Top of Dataset records

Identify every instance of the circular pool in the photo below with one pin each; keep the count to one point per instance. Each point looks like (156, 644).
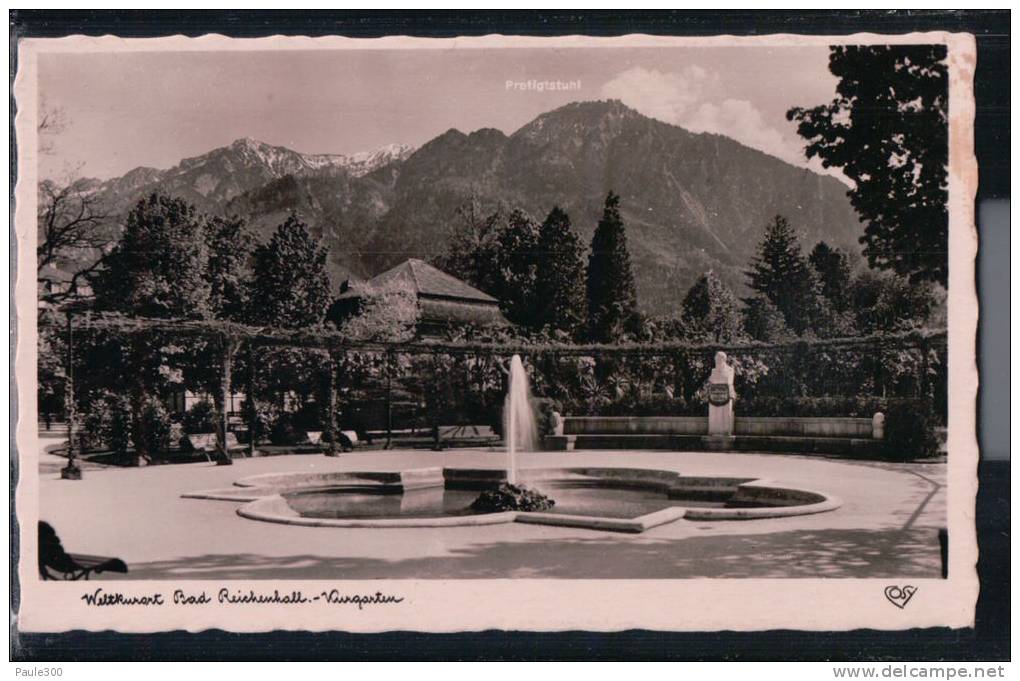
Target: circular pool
(625, 500)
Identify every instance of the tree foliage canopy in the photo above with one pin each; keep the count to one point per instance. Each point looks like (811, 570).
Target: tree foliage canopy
(780, 273)
(559, 284)
(887, 129)
(290, 284)
(612, 299)
(157, 269)
(710, 311)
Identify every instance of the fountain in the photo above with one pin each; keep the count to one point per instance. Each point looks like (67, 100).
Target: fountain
(518, 418)
(624, 500)
(521, 434)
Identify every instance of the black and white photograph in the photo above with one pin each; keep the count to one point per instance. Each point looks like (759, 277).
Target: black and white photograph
(393, 326)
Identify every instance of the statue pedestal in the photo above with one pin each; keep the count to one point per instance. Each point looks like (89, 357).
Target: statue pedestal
(720, 410)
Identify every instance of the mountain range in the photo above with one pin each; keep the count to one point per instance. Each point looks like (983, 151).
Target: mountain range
(691, 202)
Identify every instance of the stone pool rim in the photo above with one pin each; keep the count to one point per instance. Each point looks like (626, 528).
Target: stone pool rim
(263, 498)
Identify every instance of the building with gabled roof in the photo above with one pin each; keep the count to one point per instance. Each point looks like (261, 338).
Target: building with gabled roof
(444, 301)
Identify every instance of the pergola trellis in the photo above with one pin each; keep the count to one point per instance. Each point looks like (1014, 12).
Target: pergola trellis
(232, 336)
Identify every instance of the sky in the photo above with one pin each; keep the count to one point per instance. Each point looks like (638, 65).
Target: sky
(120, 111)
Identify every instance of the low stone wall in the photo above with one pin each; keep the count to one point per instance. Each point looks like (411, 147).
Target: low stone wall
(824, 426)
(634, 425)
(696, 425)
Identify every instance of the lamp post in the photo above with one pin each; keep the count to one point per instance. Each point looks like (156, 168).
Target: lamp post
(71, 471)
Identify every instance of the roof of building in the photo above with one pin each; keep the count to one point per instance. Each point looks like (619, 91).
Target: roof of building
(428, 281)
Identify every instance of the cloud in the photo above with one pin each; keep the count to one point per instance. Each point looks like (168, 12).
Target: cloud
(660, 95)
(692, 98)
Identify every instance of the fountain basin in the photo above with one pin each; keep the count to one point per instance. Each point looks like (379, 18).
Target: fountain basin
(625, 500)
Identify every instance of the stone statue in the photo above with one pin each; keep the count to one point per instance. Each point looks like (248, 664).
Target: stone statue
(720, 398)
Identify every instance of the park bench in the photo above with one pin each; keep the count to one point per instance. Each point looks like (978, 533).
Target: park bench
(55, 563)
(347, 439)
(206, 442)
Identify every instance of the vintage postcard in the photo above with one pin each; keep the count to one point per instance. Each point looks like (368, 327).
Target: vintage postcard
(524, 333)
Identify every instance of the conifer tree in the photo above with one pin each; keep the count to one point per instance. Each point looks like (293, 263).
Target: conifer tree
(832, 268)
(780, 273)
(515, 267)
(612, 300)
(290, 285)
(228, 244)
(157, 269)
(559, 285)
(710, 311)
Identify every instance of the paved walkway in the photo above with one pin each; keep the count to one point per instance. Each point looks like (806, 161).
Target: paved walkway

Bottom of Dataset records

> [Your objective]
Your answer must be the records exactly as they stand, with no pictures in it.

> [Task result]
Identify every instance of the circular pool in the photo below with one pin each; keep the count to one point per instance. Each point looks like (156, 644).
Target: circular pool
(625, 500)
Identify every instance of the tree foliage canopy in the photo above with one pin each; keep the count to one point per instance. Each point looks like (811, 570).
Target: tree foliage canopy
(780, 273)
(559, 284)
(887, 129)
(290, 284)
(612, 299)
(157, 269)
(710, 311)
Identify every instance of the fountain in the photo above with one pin each; keep the count to one point per instance. Each point looks like (67, 100).
Target: fountain
(518, 418)
(624, 500)
(521, 434)
Identify every instance of the black and white photograph in the photo above with one pin each; keep the count to one point per instance. Each point looks like (759, 277).
Target: black and white photograph
(393, 326)
Identify every instance of the statue pedestal in the photo above with one pin each; keep the count to one point per instance. Each point looks like (89, 357).
Target: statue pedestal
(720, 410)
Identify every instance of the mountain range in the photo above with one pin each; keep the count to one point per instance. Each point looks like (983, 151).
Target: mountain range
(691, 202)
Identify every instance of the stone pool rim in the photo above with one pin each; keep the count to one point per instance. Each point looks like (626, 528).
Target: stone pool rim
(263, 498)
Identify every instance of the building with gabled roof in the photo above with one pin each; keep the count to one point per instance. Each point looks like (261, 338).
Target: building with gabled roof
(444, 301)
Identify every instance of the pergola trellis in the photo above with one pin each; keep the count to one point per instance. Each point looks like (1014, 12).
Target: pergola trellis
(232, 336)
Identify every instance of the sky in the photo above with one pin each; keep the count to one point per instance. Each point looks like (638, 65).
Target: sky
(120, 111)
Identify every instance of the low stone wall in the photo above with one pin each; keep the count to one point per instance. Each point looks like (411, 147).
Target: low stone wall
(824, 426)
(634, 425)
(696, 425)
Identify every instance of the lamp post in the photo above with one pin each; keep the count to one point per instance. Each point looks like (156, 168).
Target: lamp post
(71, 471)
Identify every instance of the roof of building in the photo above with one pin each; keep the count to one point per instance. Each point looks like (619, 91).
Target: roof of building
(428, 281)
Identify every instance of the cloud in the photo above with one pin each; keep the count to one point per instance. Each point looks like (168, 12).
Target: cloud
(660, 95)
(692, 98)
Identify every instance of the fountain basin in the photo above with one pin each; keep the count to one point per instance. Each point looks like (379, 18).
Target: fountain basin
(625, 500)
Identify every instance of the stone statue in the photo above with one pin each; keep the count to one point per instance. Each point looks like (248, 664).
Target: stone statue
(720, 398)
Identify every instance of the park bench in the photo above with one pin each; keep the count to one point per instance. Each point looks like (978, 533).
Target: park bench
(55, 563)
(347, 439)
(206, 442)
Identify every instance of the vintage postcard in the photo above with one pin each; keep the count to one point per instance. Each point looks like (368, 327).
Target: vintage postcard
(524, 333)
Identify every instance of the conifer tree in the photo above with one pin each; keep the count to one point per instance. Each point looks like (293, 263).
Target: conifer tree
(832, 268)
(780, 273)
(515, 267)
(612, 300)
(290, 285)
(228, 244)
(157, 269)
(559, 285)
(710, 311)
Identify every instance of the paved walkway in the photo above with one pin each; keep the count to one point per instance. Each point looks like (806, 161).
Target: paved walkway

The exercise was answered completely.